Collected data
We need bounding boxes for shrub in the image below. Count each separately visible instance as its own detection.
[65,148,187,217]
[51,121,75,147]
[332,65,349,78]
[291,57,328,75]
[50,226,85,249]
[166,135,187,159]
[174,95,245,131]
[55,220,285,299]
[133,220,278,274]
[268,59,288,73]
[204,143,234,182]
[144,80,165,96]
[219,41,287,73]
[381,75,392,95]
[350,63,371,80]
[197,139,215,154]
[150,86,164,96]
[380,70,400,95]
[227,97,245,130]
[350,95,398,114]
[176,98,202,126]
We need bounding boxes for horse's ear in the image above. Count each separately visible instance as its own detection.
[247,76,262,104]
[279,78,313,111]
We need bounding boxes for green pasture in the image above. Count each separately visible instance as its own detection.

* **Work required**: Could the data above be returned exactly as it stands?

* **Written answer**:
We need bounding boxes for shrub in the image below. Count each separately visible instance as its own detection.
[65,148,187,217]
[51,121,75,147]
[332,65,349,78]
[291,57,328,75]
[50,226,85,249]
[166,135,187,159]
[174,95,245,131]
[55,220,285,299]
[133,220,278,274]
[268,59,288,73]
[204,143,234,182]
[144,80,165,96]
[219,41,287,73]
[381,75,392,95]
[350,63,371,80]
[197,139,215,154]
[150,86,164,96]
[380,70,400,95]
[227,97,245,130]
[350,95,398,114]
[176,98,202,126]
We need bounding boxes for horse's ear in the image above. Count each separately visible instance as its own detection.
[247,76,262,104]
[279,78,313,111]
We need bounding boxes for green pasture in the image above. Count each separately visible instance as its own detection.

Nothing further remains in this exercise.